**Reading text:**
-------------------------
The KNIGHTLYnews is an online forum where FWS instructors and other teachers of writing can swap and share ideas for best classroom practice. Weekly posts are designed to help teachers develop lesson plans and writing assignments, and respond to classroom challenges by introducing new teaching tools and sharing emerging pedagogical ideas. Posts also direct readers to program and campus resources that support teaching and learning, and provide opportunities for peer collaboration and mentorship. #teachlikeabear
PMA 1161, Food & the Media, explores the burgeoning arena of Food Writing in a number of academic and public-facing contexts. For the Fall 2023 iteration of the class, I wanted to introduce a short unit on ChatGPT to allow students to see its limitations for their academic writing, as well as what it can offer them as a developmental tool.
I decided to use the unit on Food Criticism for this purpose. In previous offerings of this class, students had read leading food critics, and we analyzed and discussed their work as models. We looked at this form of writing, structurally and stylistically, to explore content building blocks as well as features such as tone and use of descriptive detail. Students then wrote their own food criticism, based on their experiences at dining halls, or local restaurants, or eateries elsewhere that they had recently visited.
-------------------------
**Questions:**
**A.** In the forum post, which unit of the class was chosen for the ChatGPT lesson?
**B.** Repeat the stretch of the forum post from "The KNIGHTLYnews is" through "a developmental tool.".
The rows come from a separate source, not from the forum post.

**Information:**
-------------------------
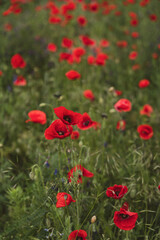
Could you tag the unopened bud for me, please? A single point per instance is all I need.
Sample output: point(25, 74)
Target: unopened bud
point(93, 219)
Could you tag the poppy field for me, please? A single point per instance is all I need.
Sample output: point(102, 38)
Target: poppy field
point(80, 119)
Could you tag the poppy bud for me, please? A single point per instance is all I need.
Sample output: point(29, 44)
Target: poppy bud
point(93, 219)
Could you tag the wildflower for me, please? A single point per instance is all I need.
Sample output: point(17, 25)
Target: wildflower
point(145, 131)
point(72, 75)
point(67, 116)
point(123, 105)
point(125, 220)
point(37, 116)
point(58, 129)
point(64, 199)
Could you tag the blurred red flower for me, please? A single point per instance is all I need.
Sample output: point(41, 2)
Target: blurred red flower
-------------------------
**Task-by-task outputs:**
**A.** The unit on Food Criticism.

**B.**
The KNIGHTLYnews is an online forum where FWS instructors and other teachers of writing can swap and share ideas for best classroom practice. Weekly posts are designed to help teachers develop lesson plans and writing assignments, and respond to classroom challenges by introducing new teaching tools and sharing emerging pedagogical ideas. Posts also direct readers to program and campus resources that support teaching and learning, and provide opportunities for peer collaboration and mentorship. #teachlikeabear
PMA 1161, Food & the Media, explores the burgeoning arena of Food Writing in a number of academic and public-facing contexts. For the Fall 2023 iteration of the class, I wanted to introduce a short unit on ChatGPT to allow students to see its limitations for their academic writing, as well as what it can offer them as a developmental tool.